# Aim of the task:
Repeat nothing but the line that contains "Target: dress bodice" and the lines after it, through the end of the listing, exactly as they stand; omit pictures.

[Extracted material Boundary: Start]

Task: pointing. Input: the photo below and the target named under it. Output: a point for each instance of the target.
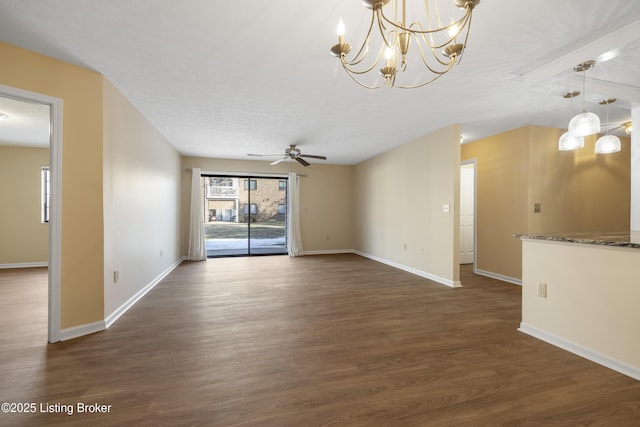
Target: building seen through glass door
(245, 215)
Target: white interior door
(467, 212)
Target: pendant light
(585, 123)
(608, 143)
(567, 141)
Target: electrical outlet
(542, 290)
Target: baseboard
(426, 275)
(25, 265)
(78, 331)
(109, 320)
(498, 277)
(330, 252)
(580, 350)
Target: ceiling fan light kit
(291, 153)
(437, 46)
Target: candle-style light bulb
(388, 54)
(340, 30)
(453, 30)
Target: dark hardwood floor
(317, 340)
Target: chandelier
(585, 123)
(437, 45)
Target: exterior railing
(226, 192)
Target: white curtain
(294, 239)
(197, 250)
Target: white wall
(399, 197)
(635, 170)
(142, 176)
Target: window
(250, 184)
(254, 209)
(220, 182)
(45, 186)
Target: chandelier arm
(347, 67)
(383, 30)
(464, 46)
(364, 48)
(360, 83)
(464, 18)
(465, 21)
(349, 64)
(449, 64)
(437, 76)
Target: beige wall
(142, 175)
(578, 191)
(399, 198)
(82, 299)
(592, 300)
(325, 199)
(25, 239)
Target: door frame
(474, 162)
(55, 208)
(250, 176)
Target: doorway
(467, 212)
(245, 215)
(53, 139)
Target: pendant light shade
(608, 144)
(569, 142)
(584, 124)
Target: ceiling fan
(292, 153)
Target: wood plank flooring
(310, 341)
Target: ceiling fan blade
(302, 161)
(278, 161)
(264, 155)
(313, 156)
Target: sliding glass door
(245, 215)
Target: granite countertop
(619, 238)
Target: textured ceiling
(223, 79)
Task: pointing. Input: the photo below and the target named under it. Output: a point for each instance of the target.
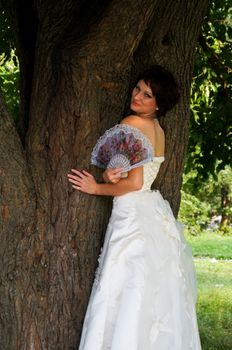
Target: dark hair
(163, 86)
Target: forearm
(122, 187)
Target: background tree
(76, 63)
(211, 98)
(208, 164)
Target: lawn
(214, 275)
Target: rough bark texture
(83, 60)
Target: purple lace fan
(122, 146)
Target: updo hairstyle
(163, 86)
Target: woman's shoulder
(133, 120)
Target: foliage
(200, 204)
(210, 244)
(9, 82)
(211, 103)
(7, 42)
(194, 214)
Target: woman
(144, 295)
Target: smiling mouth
(135, 103)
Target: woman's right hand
(112, 175)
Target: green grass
(214, 306)
(214, 275)
(210, 244)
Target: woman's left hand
(82, 181)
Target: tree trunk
(85, 58)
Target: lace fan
(122, 146)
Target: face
(143, 101)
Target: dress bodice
(150, 171)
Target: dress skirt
(144, 293)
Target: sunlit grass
(210, 244)
(213, 261)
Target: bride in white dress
(144, 293)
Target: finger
(77, 172)
(86, 173)
(76, 182)
(74, 177)
(77, 188)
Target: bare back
(150, 128)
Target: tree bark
(84, 59)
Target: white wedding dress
(144, 294)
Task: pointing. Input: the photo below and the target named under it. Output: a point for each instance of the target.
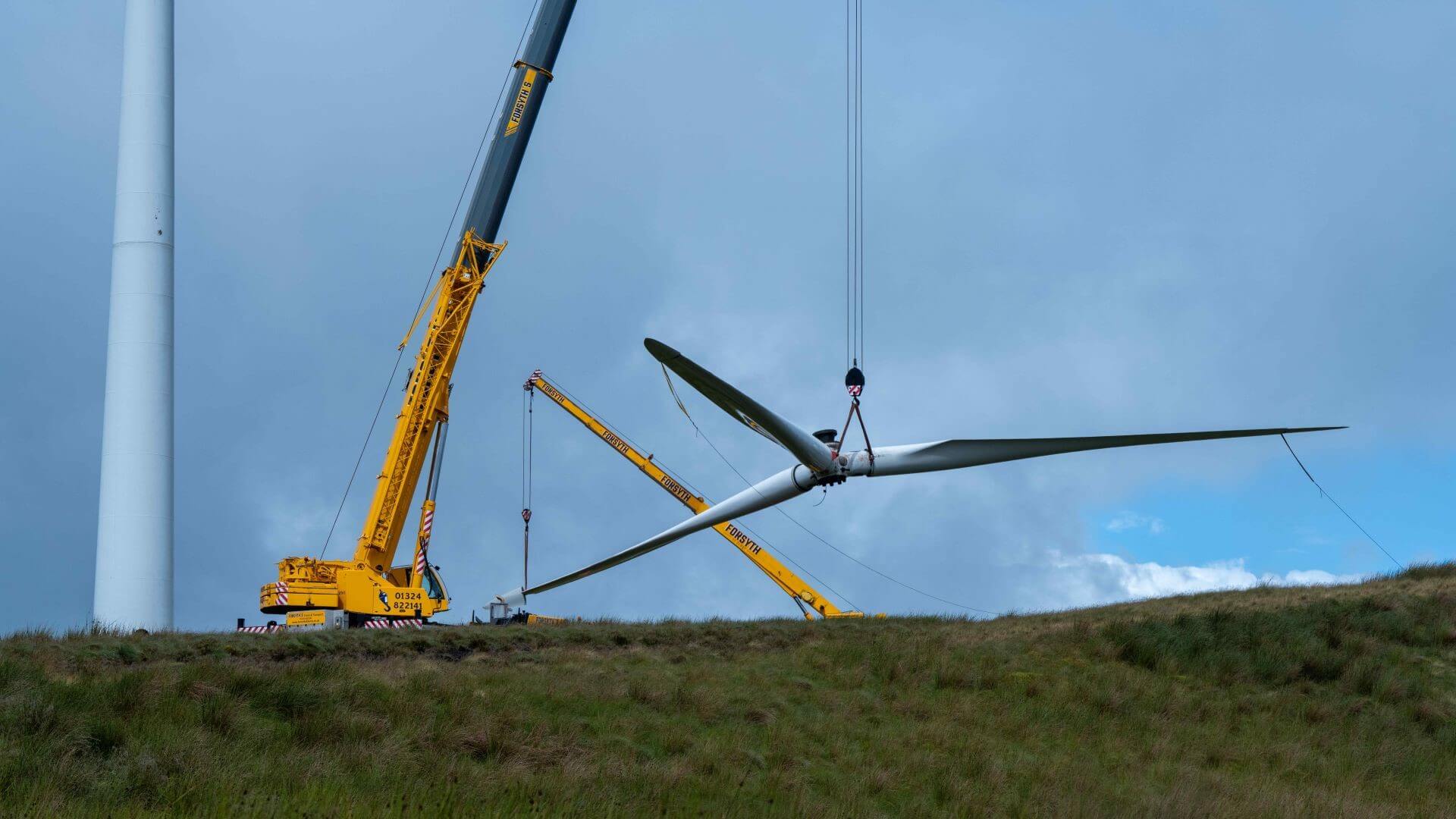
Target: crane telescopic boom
(805, 596)
(369, 586)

[Extracted material Boundary: End]

# Response to the exercise:
Target: dress bodice
(150, 171)
Target: dress skirt
(144, 293)
Target: sunlit grass
(210, 244)
(213, 261)
Target: bride in white dress
(144, 293)
Target: finger
(77, 172)
(86, 173)
(76, 182)
(74, 177)
(77, 188)
Target: bare back
(150, 128)
Target: tree bark
(84, 59)
Target: white wedding dress
(144, 294)
Task: pointing. Input: the photo below and the target named under it. Output: a point for each instance of the target.
Target: crane telescopic boom
(805, 596)
(369, 586)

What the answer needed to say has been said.